### The task
Rewrite the lines from the one with "Provide the segmentation of every instance of the wooden" to the one with "163), (9, 163)]", changing "wooden porch post" to "timber porch post" and leaving everything else as it is.

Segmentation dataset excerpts
....

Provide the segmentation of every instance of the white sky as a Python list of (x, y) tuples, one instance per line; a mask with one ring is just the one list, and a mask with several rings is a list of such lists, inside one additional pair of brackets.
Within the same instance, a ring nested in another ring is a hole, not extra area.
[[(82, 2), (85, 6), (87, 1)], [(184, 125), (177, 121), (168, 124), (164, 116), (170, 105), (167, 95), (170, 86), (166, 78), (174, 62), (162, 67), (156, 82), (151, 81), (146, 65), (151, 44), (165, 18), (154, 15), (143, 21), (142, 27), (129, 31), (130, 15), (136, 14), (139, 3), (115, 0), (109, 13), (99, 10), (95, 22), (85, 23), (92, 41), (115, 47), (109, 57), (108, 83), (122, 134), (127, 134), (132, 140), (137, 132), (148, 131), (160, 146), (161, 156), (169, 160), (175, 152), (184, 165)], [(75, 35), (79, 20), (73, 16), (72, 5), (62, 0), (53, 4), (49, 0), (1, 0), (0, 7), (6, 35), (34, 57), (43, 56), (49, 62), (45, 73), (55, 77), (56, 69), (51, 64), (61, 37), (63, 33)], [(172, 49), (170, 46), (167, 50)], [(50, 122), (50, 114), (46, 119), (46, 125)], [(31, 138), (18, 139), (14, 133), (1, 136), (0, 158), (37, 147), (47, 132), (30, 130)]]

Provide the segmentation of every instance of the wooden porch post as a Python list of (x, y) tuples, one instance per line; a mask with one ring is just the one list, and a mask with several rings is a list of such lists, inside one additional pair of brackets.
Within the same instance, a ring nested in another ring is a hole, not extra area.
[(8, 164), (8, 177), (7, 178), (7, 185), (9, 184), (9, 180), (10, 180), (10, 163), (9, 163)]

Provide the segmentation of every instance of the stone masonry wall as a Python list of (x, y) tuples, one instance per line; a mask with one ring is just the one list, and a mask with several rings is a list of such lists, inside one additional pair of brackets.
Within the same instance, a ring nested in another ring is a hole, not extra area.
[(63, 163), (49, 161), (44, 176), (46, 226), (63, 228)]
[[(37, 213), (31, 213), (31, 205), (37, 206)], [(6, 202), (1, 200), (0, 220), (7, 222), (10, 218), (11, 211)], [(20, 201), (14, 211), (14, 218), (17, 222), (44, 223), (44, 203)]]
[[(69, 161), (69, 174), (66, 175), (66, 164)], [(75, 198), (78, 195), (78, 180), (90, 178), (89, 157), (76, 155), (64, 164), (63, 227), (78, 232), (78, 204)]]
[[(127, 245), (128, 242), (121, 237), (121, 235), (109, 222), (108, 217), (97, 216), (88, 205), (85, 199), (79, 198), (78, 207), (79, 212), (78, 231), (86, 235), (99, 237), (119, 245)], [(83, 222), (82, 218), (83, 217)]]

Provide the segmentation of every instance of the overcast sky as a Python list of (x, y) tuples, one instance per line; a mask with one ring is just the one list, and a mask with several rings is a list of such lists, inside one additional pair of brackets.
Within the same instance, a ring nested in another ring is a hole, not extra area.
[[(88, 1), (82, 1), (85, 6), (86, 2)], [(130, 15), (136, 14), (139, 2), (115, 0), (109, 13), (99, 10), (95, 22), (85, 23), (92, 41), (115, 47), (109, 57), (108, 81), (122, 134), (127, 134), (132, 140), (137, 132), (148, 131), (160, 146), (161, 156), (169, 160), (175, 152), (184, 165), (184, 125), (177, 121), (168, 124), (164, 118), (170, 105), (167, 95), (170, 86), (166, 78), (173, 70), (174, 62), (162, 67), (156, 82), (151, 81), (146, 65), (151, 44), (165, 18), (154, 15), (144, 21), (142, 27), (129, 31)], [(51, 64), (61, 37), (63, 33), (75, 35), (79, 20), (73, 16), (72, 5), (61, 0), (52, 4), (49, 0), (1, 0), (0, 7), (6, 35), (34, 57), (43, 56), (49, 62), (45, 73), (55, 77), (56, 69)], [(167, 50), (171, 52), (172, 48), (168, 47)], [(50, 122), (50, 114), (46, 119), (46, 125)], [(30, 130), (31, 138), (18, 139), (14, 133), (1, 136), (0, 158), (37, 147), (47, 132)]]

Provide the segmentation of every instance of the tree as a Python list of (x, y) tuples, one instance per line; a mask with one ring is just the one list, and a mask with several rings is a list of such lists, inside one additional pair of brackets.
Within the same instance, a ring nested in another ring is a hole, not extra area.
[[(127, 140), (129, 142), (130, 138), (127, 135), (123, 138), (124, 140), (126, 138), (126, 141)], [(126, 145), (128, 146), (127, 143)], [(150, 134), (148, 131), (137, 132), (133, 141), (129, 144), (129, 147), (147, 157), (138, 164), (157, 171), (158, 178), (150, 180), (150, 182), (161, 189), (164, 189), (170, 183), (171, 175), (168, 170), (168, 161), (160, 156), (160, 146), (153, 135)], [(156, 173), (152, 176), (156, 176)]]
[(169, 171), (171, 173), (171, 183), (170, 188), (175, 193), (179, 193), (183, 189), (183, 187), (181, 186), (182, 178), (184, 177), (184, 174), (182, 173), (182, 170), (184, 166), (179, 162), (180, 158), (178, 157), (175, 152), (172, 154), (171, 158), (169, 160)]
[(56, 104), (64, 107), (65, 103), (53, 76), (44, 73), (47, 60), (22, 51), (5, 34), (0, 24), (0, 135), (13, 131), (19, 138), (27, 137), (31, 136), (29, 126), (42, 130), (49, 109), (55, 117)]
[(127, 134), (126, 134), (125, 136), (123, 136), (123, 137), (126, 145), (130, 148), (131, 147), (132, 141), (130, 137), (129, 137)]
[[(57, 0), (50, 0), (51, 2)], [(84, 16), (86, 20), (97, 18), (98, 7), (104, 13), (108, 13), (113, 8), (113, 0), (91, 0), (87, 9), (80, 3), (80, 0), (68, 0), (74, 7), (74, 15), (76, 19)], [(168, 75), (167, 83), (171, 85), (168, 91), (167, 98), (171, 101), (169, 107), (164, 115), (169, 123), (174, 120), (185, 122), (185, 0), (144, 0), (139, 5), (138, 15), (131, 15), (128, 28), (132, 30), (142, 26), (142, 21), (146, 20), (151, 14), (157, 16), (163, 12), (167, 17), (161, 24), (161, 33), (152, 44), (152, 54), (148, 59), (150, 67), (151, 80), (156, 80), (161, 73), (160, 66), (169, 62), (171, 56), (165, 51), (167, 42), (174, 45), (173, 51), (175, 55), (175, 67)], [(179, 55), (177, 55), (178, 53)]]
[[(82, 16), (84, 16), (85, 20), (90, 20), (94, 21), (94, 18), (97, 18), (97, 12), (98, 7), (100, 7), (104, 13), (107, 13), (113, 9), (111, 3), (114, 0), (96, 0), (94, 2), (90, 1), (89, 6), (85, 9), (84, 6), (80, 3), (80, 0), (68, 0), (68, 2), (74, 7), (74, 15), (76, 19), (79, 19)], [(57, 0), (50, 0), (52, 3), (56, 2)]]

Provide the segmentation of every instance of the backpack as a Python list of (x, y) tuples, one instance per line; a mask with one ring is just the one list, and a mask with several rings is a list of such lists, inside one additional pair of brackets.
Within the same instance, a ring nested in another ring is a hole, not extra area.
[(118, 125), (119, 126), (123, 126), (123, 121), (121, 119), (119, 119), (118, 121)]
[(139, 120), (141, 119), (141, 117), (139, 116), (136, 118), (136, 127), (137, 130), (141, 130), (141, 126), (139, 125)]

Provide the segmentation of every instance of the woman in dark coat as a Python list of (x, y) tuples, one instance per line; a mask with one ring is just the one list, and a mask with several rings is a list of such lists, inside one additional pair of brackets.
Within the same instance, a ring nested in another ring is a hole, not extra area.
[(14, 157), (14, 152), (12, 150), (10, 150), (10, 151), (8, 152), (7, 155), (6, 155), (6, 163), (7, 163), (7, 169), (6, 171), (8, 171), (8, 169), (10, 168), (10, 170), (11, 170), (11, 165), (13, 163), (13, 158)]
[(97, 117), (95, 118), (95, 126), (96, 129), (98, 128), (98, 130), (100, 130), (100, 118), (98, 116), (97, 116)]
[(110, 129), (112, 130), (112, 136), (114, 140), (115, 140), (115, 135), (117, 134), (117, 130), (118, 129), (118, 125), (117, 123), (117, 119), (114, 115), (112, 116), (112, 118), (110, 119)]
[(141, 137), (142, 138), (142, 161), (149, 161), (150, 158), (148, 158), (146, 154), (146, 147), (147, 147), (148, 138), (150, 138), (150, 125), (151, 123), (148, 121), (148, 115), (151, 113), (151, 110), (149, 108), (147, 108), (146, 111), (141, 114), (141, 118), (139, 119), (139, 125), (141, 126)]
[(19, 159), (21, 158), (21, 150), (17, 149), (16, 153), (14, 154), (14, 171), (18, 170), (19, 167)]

....

### Correct answer
Provide the segmentation of every instance of the timber porch post as a Python list of (x, y) tuples, one instance per line; a mask with one ring is just the one list, and a mask with several rings is a list of such lists, inside one additional pair of brackets.
Within the same instance, a ring nested in another ring is a hole, not extra area.
[(8, 164), (8, 177), (7, 178), (7, 185), (9, 184), (9, 180), (10, 180), (10, 163), (9, 163)]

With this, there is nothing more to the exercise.